**WHAT TO DO**
Give back each entry word for word, but drop the images.

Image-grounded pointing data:
•••

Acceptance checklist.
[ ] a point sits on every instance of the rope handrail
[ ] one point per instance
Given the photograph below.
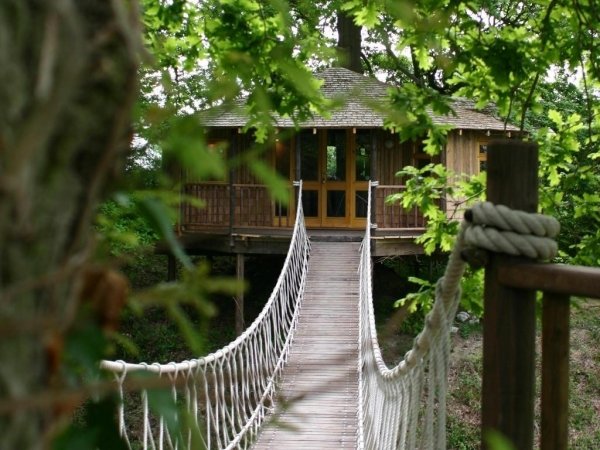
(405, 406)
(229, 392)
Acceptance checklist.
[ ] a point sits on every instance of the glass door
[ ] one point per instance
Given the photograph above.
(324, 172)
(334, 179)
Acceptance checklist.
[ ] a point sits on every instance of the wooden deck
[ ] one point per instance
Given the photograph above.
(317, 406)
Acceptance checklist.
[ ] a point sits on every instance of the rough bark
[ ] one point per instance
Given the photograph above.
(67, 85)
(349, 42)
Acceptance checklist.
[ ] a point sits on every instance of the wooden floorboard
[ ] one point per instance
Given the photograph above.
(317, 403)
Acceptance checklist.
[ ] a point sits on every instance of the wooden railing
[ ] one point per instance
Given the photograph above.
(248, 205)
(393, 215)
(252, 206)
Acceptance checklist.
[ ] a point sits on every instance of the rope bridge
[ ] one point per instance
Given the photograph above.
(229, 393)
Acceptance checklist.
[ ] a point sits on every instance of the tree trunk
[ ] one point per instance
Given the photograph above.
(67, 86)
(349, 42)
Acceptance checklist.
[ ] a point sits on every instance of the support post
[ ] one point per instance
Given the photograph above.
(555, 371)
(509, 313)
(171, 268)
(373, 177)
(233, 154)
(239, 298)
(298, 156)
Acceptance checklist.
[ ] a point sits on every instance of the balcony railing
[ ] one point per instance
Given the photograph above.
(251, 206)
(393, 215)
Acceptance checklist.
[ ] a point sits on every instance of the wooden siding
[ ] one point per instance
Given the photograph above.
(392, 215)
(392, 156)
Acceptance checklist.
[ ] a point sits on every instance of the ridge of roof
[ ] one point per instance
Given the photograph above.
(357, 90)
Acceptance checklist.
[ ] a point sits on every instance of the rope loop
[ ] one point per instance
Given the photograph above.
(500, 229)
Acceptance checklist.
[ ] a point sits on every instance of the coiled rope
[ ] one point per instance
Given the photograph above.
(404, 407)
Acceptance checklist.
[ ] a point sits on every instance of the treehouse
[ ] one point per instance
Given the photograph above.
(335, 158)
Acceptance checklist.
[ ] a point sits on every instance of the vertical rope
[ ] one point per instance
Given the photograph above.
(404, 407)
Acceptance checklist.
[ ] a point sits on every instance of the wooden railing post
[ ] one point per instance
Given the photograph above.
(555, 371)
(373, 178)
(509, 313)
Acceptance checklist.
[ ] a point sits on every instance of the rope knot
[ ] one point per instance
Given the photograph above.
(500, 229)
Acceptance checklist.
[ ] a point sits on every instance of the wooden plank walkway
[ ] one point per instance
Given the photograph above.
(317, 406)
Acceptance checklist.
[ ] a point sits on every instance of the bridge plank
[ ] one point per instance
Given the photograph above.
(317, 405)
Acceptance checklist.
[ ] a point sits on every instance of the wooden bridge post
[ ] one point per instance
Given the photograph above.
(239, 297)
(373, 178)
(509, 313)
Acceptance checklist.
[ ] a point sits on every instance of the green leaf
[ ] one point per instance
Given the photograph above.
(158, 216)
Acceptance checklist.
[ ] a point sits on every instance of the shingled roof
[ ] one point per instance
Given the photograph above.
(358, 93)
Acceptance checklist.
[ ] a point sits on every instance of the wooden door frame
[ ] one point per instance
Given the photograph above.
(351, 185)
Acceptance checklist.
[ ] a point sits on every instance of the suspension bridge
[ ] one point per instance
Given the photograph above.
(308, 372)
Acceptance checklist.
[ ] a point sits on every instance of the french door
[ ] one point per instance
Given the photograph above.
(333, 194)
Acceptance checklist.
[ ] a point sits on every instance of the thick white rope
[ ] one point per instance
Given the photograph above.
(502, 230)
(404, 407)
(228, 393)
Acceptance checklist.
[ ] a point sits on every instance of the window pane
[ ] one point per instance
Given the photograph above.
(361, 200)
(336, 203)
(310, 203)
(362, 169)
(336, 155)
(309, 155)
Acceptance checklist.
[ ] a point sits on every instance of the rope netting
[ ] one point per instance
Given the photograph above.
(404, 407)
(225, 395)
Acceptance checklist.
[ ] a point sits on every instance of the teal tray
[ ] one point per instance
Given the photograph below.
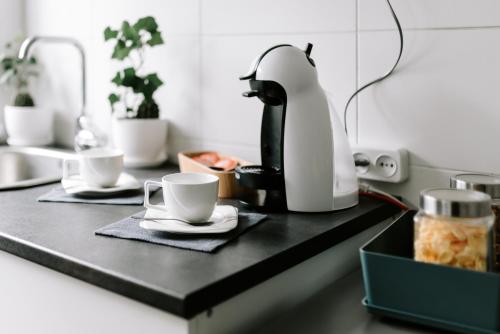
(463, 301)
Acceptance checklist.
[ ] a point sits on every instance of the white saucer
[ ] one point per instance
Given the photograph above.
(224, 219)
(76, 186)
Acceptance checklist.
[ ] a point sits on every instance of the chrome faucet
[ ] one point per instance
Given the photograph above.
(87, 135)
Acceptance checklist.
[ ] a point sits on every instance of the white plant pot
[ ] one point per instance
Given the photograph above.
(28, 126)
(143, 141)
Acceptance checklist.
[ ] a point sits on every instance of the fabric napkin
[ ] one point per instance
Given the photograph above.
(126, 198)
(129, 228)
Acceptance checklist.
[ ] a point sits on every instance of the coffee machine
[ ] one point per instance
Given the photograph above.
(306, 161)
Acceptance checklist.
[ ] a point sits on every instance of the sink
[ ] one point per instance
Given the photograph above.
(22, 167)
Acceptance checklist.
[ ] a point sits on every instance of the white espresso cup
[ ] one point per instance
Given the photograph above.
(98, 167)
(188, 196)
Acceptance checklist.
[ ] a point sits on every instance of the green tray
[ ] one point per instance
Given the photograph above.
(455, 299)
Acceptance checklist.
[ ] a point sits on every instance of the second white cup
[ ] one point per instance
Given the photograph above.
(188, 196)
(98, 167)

•••

**RESPONSE**
Acceptance checklist.
[ ] a point sits on every instance of the rope handrail
[ ] one point per instance
Given the photograph below.
(405, 406)
(229, 392)
Acceptance checklist.
[ ] a point sits on every instance of the glass door
[ ] one point per instance
Given the photograph above.
(324, 172)
(334, 179)
Acceptance checklist.
[ ] a point sits on every instance of the wooden deck
[ ] one point per instance
Given the photograph above.
(317, 406)
Acceptance checklist.
[ ] a point sits on every instance of the rough bark
[ ] one point per instance
Given the photograph above.
(67, 85)
(349, 42)
Acceptance checklist.
[ ] a point sits on every instance of the wooden floorboard
[ ] one point per instance
Given the photograph above.
(317, 403)
Acceptance checklist.
[ ] a point sits on every instance of the wooden railing
[ ] one point per instance
Given the photograph above.
(248, 205)
(393, 215)
(252, 206)
Acceptance checklist.
[ ] a point sits on every instance of the rope bridge
[ ] one point per instance
Given the photograph above.
(229, 393)
Acceptance checklist.
[ ] a point sits on every instance of the tree trunk
[ ] one point per instance
Given the photograph above.
(67, 86)
(349, 42)
Acceptance checklist.
[ ] a point sits on every instance of the support post
[ ] one point per instance
Given the photograph above.
(555, 371)
(509, 313)
(171, 268)
(373, 177)
(233, 154)
(239, 298)
(298, 156)
Acceptance checklist.
[ ] a point sits on every instance of the balcony railing
[ ] one point per instance
Given the photograph above.
(251, 206)
(393, 215)
Acceptance checklist.
[ ] a point sits on every instance of the wooden siding
[ ] one point per instance
Given the photograph above.
(392, 215)
(392, 156)
Acceptance checklist.
[ ] a point sits on every instance of the ridge of roof
[ ] one point per instance
Given the photograph above.
(357, 90)
Acceptance checklist.
[ ] a point sits on every instance of the rope loop
[ ] one point per instance
Given the photograph above.
(500, 229)
Acceptance checklist.
[ ] a point sits on every instance of the coiled rope
[ ] one point per instance
Given the photograph above.
(404, 407)
Acceptance checklist.
[ ] a point sits on every instance of the treehouse
[ ] one point per instance
Given the photograph above.
(335, 158)
Acceptance checklist.
[ ] a point sits on every instance of the vertical rope
[ ] one point per instance
Given the photograph above.
(404, 407)
Acceptance checklist.
[ ] a point sits on every instance of the wooden railing post
[ ] one point per instance
Given the photograph above.
(555, 371)
(373, 178)
(509, 313)
Acceptance checklist.
[ ] a point sits on every instance of the rope knot
[ ] one point per instance
Given the photograph above.
(500, 229)
Acceptance checklist.
[ ] a point sits on every instance of the wooden plank walkway
[ ] one point per instance
Given the photograph above.
(317, 406)
Acceptance checklist.
[ ] a point sits on every instance of the bridge plank
[ ] one point per instance
Given the photograph above.
(317, 405)
Acceptance checklist.
[ ] a point sits on every instance of the wooden bridge post
[ ] one point per instance
Given the photograph above.
(239, 297)
(373, 178)
(509, 313)
Acceptance checklist.
[ ] a point sits on every instance of the green leaf
[ ] one point per instance
Given the photograph above.
(158, 216)
Acceptance checklist.
[ ] a point sits on every instance of the shingled roof
[ ] one point per instance
Given the photograph above.
(358, 93)
Acceptance checklist.
[ ] a point sits on every instance of the wooden door frame
[ ] one point per instance
Given the photograph above.
(351, 185)
Acceptance checklist.
[ ] a point sits on every instance of the suspension bridge
[ ] one point per instance
Given the photograph above.
(308, 372)
Acceptance checklist.
[ ] a point sits on every instance of the french door
[ ] one point per instance
Given the photograph above.
(333, 194)
Acceptance checklist.
[ ] a point sits on every instance of the thick white rope
[ ] one point per instance
Given the photograph above.
(502, 230)
(404, 407)
(228, 393)
Acceptance checklist.
[ ] a point sits on every instance of the window pane
[ ] one point per instance
Given the photograph above.
(361, 200)
(336, 203)
(310, 203)
(362, 169)
(336, 155)
(309, 155)
Acceptance checklist.
[ ] a point sits on every instance of the rope netting
[ ] one point per instance
Given the photograph above.
(404, 407)
(225, 395)
Acceptance checklist.
[ ] a point sits on every instance of the teal tray
[ ] one point per instance
Given the photograph below.
(463, 301)
Acceptance checklist.
[ ] a point sits on every instance of the white saucer
[ ] one point per instance
Given the photograph above.
(224, 219)
(76, 186)
Acceptance checklist.
[ ] a point sits on every instance of the chrome faucet
[ ] one point per instance
Given the photograph above.
(87, 135)
Acceptance checklist.
[ ] a point sits on every instance of the white plant pot
[ ] one point per instance
Given the photograph above.
(28, 126)
(143, 141)
Acceptance checklist.
[ ] a point sits on every instance of the fabric napkin
[ ] one point per instance
Given the photograph above.
(126, 198)
(129, 228)
Acceptance checklist.
[ ] a point sits on every instance of the coffee machine
[ ] one point per instance
Given the photograph above.
(306, 161)
Acceptance checklist.
[ ] a point sits on every instance of the sink
[ ] one point per instance
Given the photograph above.
(22, 167)
Acceptance checklist.
[ ] a point sits on every instance of the white espresso cup
[ ] one point per instance
Given the photograph above.
(98, 167)
(188, 196)
Acceptance checklist.
[ ] a point sits on every instance of the green tray
[ ] one point per instance
Given the photograph above.
(455, 299)
Acceptance checklist.
[ ] a point sits on every instance of the second white cup
[ ] one point per instance
Given the photograph above.
(188, 196)
(98, 167)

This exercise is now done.